The rest of the article has been structured as follows: Sect. 2 discusses relevant DIDS research and related work. Section 3 discusses the proposed second level authentication by IDS and its user profile implications. Section 4 provides an experimental assessment and comparative analysis of the TPC-H decision support benchmark. Section 5 concludes the inferences of the outcomes and outlines possible future work.

2 Related work

Role-Based Access Control (RBAC) [7] has been considered one of the best ways of controlling access to DW entities with various users and associated privileges. Once all user functions are filled into the database, role-based rules are formulated, followed by workflow engine modules. Through these components, role-based privileges can be accessed and updated easily through multiple systems, networks, applications, and geographic locations. Here, companywide control over data and resources can be managed by RBAC [4].

While RBAC is commonly used and can handle the whole system, there are some problems, such as an unclear definition of groups and users and no mention of duties and responsibilities. An Extended RBAC for stable warehousing of data was introduced as a solution [4], a robust administrative and decision process with temporal dependencies, mutability, and identity management. Another extension of RBAC was introduced as Temporal RBAC (TRBAC) and its various variations [17,18,19,20], allowing for temporary limitations on the roles themselves, user-permission assignments (UA), permission-role assignments (PA), and role hierarchies (RH) [8]. Another role based access technique targeting summarize data [9] has also been proposed. It introduces restrictions on the summary of data as per the user's role. This summarized data based restriction will help in further improvement in security as more summarized data having more information as compared to less summarized data. All of the above research studies on RBAC ensure that users access only their authorized sections of the DW.

On the other hand, dynamic access control methods like Risk-based access control systems [10] employ static policies and dynamic and real-time features to make access decisions. These dynamic features can involve context, trust, history events, location, time, and a security risk [21], which brings flexibility to the access control mechanism. In all the access control mechanisms discussed above, if an attacker obtains access to the system using some compromised credentials, the access control has no mechanism to secure DW elements accessible within the compromised user's risk limits.

********************

Rewrite the source text starting with "The rest of" and going on through "possible future work.", changing "Section" to "Part" each time it appears.

[Data items]
********************

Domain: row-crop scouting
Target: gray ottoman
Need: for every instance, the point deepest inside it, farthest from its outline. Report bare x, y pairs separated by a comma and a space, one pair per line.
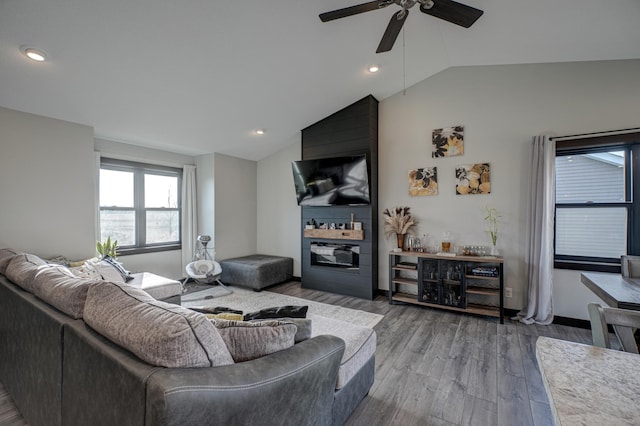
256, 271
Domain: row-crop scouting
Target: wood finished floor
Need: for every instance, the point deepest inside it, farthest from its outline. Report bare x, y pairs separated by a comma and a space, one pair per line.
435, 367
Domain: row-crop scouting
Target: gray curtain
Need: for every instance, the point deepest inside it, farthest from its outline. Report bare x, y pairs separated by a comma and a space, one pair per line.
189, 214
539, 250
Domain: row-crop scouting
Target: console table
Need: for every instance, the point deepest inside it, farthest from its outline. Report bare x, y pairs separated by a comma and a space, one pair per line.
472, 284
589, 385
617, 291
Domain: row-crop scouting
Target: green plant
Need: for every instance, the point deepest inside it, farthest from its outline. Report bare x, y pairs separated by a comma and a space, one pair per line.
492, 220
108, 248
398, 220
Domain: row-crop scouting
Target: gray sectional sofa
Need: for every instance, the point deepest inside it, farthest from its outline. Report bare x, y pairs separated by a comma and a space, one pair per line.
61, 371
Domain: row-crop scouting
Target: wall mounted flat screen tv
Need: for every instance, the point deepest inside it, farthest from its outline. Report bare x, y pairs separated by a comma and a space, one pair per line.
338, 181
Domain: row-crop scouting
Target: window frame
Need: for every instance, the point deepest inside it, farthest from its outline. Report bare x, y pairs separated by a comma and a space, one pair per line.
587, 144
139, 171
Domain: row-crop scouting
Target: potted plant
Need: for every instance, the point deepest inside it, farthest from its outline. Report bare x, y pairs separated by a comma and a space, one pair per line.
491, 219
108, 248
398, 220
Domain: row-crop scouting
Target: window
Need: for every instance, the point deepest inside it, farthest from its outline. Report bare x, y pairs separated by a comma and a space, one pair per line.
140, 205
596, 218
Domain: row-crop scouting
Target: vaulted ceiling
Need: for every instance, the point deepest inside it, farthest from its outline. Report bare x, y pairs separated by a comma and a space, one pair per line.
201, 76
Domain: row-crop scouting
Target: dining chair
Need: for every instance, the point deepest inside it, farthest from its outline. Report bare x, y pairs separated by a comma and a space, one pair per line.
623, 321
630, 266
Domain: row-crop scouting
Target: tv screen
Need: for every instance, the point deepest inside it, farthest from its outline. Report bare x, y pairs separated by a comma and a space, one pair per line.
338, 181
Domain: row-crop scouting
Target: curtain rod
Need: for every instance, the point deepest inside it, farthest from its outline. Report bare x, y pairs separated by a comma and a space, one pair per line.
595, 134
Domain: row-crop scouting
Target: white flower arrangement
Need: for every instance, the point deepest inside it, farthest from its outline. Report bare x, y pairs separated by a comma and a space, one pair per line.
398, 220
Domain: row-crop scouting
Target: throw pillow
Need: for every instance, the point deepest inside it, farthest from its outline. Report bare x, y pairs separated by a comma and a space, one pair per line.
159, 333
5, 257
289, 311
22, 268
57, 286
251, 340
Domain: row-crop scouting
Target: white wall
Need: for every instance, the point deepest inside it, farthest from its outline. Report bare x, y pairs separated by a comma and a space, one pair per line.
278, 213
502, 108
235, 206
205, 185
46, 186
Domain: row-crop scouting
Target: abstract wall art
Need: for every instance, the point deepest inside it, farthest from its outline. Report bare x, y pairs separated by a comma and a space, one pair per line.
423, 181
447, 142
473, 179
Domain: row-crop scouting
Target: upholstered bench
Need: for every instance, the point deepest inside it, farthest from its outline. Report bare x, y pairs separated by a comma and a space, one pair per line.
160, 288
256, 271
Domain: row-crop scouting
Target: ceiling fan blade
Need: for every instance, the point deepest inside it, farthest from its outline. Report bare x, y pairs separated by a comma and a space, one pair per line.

********************

In response:
The rest of the article has been structured as follows: Sect. 2 discusses relevant DIDS research and related work. Part 3 discusses the proposed second level authentication by IDS and its user profile implications. Part 4 provides an experimental assessment and comparative analysis of the TPC-H decision support benchmark. Part 5 concludes the inferences of the outcomes and outlines possible future work.